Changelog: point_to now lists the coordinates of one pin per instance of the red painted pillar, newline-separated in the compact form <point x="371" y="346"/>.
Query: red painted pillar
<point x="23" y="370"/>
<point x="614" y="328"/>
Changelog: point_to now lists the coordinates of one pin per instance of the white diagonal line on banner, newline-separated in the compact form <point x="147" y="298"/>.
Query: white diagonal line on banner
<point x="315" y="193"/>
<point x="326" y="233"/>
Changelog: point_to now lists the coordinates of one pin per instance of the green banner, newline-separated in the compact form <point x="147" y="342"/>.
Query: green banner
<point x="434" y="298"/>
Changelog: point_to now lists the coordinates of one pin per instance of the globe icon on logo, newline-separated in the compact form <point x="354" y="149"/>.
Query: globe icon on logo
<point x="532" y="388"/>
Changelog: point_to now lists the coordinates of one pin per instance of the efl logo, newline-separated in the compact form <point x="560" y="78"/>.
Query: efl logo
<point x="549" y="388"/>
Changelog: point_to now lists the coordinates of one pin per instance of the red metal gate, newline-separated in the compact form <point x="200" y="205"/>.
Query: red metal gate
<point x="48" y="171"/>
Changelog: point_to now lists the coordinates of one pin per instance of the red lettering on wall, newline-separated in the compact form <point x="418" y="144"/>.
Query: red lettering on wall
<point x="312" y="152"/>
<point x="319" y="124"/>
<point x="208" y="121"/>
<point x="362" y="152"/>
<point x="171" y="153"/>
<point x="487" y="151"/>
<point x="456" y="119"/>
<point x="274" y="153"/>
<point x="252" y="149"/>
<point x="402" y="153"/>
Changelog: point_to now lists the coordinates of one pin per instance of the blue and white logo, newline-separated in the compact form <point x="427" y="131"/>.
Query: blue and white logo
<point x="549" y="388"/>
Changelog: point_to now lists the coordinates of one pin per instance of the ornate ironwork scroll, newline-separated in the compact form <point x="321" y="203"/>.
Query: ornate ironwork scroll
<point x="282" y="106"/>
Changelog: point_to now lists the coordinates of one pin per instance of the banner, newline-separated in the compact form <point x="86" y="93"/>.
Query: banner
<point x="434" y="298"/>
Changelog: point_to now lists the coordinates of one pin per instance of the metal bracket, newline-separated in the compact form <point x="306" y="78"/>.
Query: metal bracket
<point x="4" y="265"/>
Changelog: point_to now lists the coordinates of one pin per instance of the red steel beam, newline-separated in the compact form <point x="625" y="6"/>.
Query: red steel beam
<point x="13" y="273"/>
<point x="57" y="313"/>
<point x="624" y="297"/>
- - - - -
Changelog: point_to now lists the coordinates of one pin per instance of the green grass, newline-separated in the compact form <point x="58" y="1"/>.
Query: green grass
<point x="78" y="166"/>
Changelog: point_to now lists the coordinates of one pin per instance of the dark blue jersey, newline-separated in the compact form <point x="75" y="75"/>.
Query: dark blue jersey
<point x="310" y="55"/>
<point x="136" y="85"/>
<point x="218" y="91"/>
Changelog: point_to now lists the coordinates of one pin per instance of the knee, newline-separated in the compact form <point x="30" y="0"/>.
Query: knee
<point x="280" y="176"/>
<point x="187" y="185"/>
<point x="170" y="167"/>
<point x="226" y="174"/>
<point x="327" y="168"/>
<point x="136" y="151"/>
- - - - -
→ **GIVEN PROBLEM**
Please pull out every line of the listing that contains the word "beam".

→ **RESULT**
Changelog: point_to now lists the coordinates of one pin per instance of the red steel beam, newline-separated in the compact form <point x="625" y="6"/>.
Query: red steel beam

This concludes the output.